TO-DO LIST:
1. In the article on encoding arrays of unsigned integers, retype the passage that begins at the words "The first and" and stops after the words "32-bit bitset 00000000000000010000001101101101.".
2. According to the article on encoding arrays of unsigned integers, which subset selection method gave the better compression ratio?
3. Carry on the article on encoding arrays of unsigned integers from where it stops.

# Start of TEXT SECTION

Encoding array of unsigned integers

Author:Wojciech Muła
Date:2013-11-23
Update:2013-11-24 (minor updates), 2013-12-01 (pair encoding)

Treść

Introduction

Russ Cox wrote very interesting article about algorithms behind service Google Code Search. In short: files are indexed with trigrams, the query string is split to trigrams and then an index is used to limit number of searched files.

Code search manages a reverse index — there is a file list, and for each trigram there is a list of file's id. I've interested how the list of file's id is stored on a disc. In the Russ implementation such list is built as follows:

The variable length integer is a byte-oriented encoding, similar to UTF-8, where each byte holds 7 bit of data and 1 bit (MSB) is used as the end-of-word marker. Thus smaller values require less bytes: integers less than 128 occupy 1 byte, less than 16384 occupy 2 bytes, and so on.

Important: lists of file's id are encoded independently, because of that it is not possible to use any common attributes to increase compression.

Better compression

Encoding subsets of close values

Downside of byte-oriented encoding is wasting bits if values are small. For example list of id:

[10000, 10001, 10003, 10004, 10006, 10007, 10009, 10010, 10017, 11500]

after calculating differences becomes:

[10000, 1, 2, 1, 2, 1, 2, 1, 7, 1488]

The first and the last value could be saved on 2 bytes, rest on 1 byte — total 12 bytes. Small values are stored on one byte, but in fact require 1, 2 or 3 bits, so 5-7 bits in a byte are unused.

It's possible to efficient encode such subset of small values on a bitset of constant size. Difference between each value and the first value ("head") are encoded as bit positions. For subset:

[10000, 10001, 10003, 10004, 10006, 10007, 10009, 10010, 10017]

we have:

  • head: 10000 (encoded separately),
  • differences set: [1, 3, 4, 6, 7, 9, 10, 17],
  • and differences encoded as 32-bit bitset 00000000000000010000001101101101.

Instead of 12 bytes we got 2 + 4 + 2 = 8. Of course for longer subsets results are better, in the best case we can encode one value using just one bit; however, for subsets smaller than 6 elements this operation has no sense.

Note: There is an encoding scheme called Simple9 (see the first position in bibliography) that can achieve similar compression ratio, but Simple9 requires a 4-bit header per 28-bit data word, thus compression ratio in the same scenario would be smaller.

Subset selection algorithm

I've checked two methods:

  • greedy — find longest subset in the values, then remove it, repeat until no more subsets could be found;
  • first match — sequence scan on sequence elements, get the longest subset starting from the current value.

Although first match seems to be "too easy", this method gives better compression ratio than greedy. Moreover is very fast and simple to implement. Greedy is very, very slow — well maybe some kind of dynamic programming would help, but this didn't the main subject of research, so I left it "as is".

All results presented here use first match searching.

# End of TEXT SECTION
# Start of DATASET SECTION

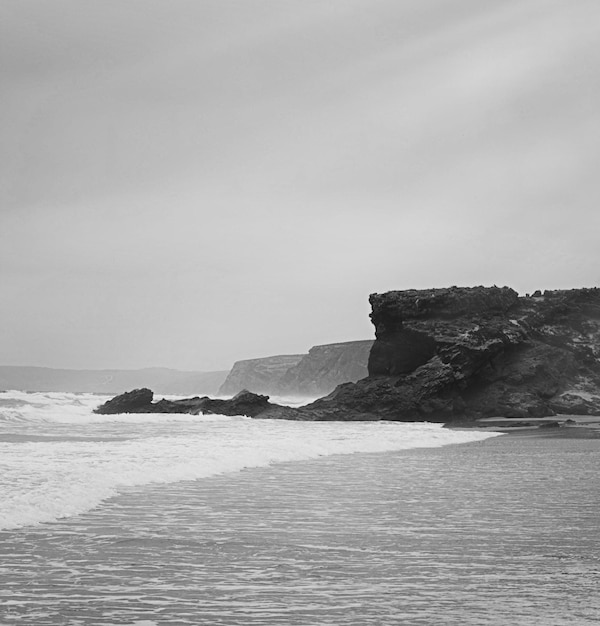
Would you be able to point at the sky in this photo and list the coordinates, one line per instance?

# End of DATASET SECTION

EXERCISE RESPONSES:
1.
The first and the last value could be saved on 2 bytes, rest on 1 byte — total 12 bytes. Small values are stored on one byte, but in fact require 1, 2 or 3 bits, so 5-7 bits in a byte are unused.

It's possible to efficient encode such subset of small values on a bitset of constant size. Difference between each value and the first value ("head") are encoded as bit positions. For subset:

[10000, 10001, 10003, 10004, 10006, 10007, 10009, 10010, 10017]

we have:

  • head: 10000 (encoded separately),
  • differences set: [1, 3, 4, 6, 7, 9, 10, 17],
  • and differences encoded as 32-bit bitset 00000000000000010000001101101101.

2. First match.

3.
Varnibble

Varnibble encoding is similar to varint, in this case we operate on 4-bit words instead of 8 bits — each word contains 3 bits of data and 1 bit of end-value marker. This encoding require some bit operations (shift, and, or) but with constant shifts amounts/masks, so this isn't as expansive as other bit-level encoding schemes.

Varnibble decreases mentioned earlier "bit-wasting" for small values.

Varbits

This is generalization of varint and varnibble — the number of data bits can be arbitrary. Selecting the number of bits is done once for the whole sequence, this number is saved on one byte, then all elements are encoded.

Pair encoding

There is compression method called "byte pair encoding", in pair encoding 'values' are used instead of bytes. Algorithm:

  1. Find the pair of symbols occur most frequently in a sequence
  2. If there is no such pair — exit
  3. Assign new value to that pair
  4. Replace all occurrences of the pair with the new value
  5. Goto 1

Experiments

Sample data

A set of trigrams and associated file's id were collected from subtree of Linux source. Each list was saved in a separate file, then I picked some of them. Here are some statistics about lists:

  • lists count: 853
  • min length: 5
  • max length: 13002
  • avg length: 711

The plot shows size of lists encoded as differences with varint. Most of them are quite short, only few are long.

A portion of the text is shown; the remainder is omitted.